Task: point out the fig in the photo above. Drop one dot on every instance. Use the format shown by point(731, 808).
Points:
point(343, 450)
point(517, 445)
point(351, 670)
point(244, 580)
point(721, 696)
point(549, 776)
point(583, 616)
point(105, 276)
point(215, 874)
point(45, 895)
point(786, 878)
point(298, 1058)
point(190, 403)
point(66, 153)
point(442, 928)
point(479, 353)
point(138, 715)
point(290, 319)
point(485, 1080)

## Task directions
Retype each entry exactly, missing none.

## Task result
Task: point out the fig in the photo above. Drop one dot on every instance. Use the format shown by point(731, 808).
Points:
point(343, 450)
point(517, 445)
point(351, 670)
point(244, 580)
point(721, 696)
point(549, 776)
point(583, 616)
point(105, 276)
point(215, 874)
point(45, 895)
point(786, 878)
point(298, 1058)
point(190, 403)
point(66, 153)
point(442, 928)
point(479, 353)
point(138, 715)
point(290, 319)
point(485, 1080)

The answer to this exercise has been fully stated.